__Collected data__
-------------------------

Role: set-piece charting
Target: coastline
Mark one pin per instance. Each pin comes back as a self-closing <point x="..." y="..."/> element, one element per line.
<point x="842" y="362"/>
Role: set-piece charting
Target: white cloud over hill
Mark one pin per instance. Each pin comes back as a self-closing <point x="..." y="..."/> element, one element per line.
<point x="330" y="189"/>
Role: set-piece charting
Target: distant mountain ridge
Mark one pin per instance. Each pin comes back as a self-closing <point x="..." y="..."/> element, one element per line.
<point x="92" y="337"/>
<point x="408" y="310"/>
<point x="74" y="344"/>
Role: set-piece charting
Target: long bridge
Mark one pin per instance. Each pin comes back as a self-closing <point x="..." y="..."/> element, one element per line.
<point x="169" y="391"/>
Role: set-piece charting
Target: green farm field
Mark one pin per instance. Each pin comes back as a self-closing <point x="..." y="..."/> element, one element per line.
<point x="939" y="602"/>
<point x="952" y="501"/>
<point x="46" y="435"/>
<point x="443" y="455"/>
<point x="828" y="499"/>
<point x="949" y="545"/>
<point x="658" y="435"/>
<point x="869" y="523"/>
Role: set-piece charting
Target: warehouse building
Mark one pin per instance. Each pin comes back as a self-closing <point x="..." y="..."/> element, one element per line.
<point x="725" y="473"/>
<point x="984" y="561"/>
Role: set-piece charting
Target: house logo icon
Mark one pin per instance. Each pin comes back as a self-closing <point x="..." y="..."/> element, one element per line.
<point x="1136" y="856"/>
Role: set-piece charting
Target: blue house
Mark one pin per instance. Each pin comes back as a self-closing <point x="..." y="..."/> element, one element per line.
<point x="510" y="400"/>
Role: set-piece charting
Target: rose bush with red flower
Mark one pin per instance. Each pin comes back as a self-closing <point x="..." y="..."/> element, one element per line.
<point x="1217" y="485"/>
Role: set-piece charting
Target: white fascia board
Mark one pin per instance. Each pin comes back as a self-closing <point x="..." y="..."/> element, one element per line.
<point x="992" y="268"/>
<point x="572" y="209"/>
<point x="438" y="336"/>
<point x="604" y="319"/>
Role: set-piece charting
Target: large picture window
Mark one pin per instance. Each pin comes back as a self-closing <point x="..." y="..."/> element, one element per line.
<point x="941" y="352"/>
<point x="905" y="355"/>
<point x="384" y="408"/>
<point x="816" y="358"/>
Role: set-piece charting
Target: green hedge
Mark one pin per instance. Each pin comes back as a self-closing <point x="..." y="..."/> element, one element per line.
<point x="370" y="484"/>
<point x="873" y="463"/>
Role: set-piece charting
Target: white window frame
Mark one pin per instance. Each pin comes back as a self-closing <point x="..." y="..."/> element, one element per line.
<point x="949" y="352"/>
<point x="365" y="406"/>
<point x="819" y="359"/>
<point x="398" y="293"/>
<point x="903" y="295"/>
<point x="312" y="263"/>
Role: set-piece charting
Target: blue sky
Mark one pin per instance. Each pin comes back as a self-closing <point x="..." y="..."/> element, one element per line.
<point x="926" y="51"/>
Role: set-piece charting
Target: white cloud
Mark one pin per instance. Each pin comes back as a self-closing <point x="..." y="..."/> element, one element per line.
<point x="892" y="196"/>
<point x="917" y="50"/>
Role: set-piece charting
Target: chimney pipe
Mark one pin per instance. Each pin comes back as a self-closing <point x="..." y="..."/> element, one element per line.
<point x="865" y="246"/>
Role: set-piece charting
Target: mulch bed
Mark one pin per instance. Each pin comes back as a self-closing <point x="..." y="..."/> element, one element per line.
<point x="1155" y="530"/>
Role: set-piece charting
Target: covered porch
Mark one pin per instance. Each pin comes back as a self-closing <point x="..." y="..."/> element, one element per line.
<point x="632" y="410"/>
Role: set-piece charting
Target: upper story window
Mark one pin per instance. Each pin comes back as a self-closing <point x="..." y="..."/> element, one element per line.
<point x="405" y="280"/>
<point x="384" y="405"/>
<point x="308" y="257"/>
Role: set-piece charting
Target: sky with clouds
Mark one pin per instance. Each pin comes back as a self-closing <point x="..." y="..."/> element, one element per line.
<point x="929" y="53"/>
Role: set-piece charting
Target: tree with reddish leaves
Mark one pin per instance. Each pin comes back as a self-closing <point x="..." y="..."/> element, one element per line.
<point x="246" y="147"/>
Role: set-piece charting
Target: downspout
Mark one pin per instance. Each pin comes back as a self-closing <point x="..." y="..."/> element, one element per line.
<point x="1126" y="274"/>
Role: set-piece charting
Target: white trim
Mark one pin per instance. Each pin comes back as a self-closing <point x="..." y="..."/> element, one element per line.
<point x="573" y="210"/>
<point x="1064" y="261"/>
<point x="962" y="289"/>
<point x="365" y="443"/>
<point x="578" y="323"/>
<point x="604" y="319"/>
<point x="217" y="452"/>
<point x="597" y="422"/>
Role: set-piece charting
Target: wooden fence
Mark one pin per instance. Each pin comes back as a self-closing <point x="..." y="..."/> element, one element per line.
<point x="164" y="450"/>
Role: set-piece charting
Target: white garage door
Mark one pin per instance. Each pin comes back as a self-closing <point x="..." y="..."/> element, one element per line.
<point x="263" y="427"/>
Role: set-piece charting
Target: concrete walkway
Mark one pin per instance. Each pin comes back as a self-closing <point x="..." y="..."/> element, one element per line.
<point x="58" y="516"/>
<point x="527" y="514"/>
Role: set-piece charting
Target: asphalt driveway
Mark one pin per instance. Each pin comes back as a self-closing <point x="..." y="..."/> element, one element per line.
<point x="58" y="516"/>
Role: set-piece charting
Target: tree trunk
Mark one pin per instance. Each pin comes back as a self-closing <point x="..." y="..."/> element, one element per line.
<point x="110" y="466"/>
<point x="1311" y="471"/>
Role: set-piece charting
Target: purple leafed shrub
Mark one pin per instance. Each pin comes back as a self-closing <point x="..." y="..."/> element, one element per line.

-------------------------

Please report all lines in the entries where "with" appears.

Target: rose bush with red flower
Target: sky with clouds
Target: tree with reddish leaves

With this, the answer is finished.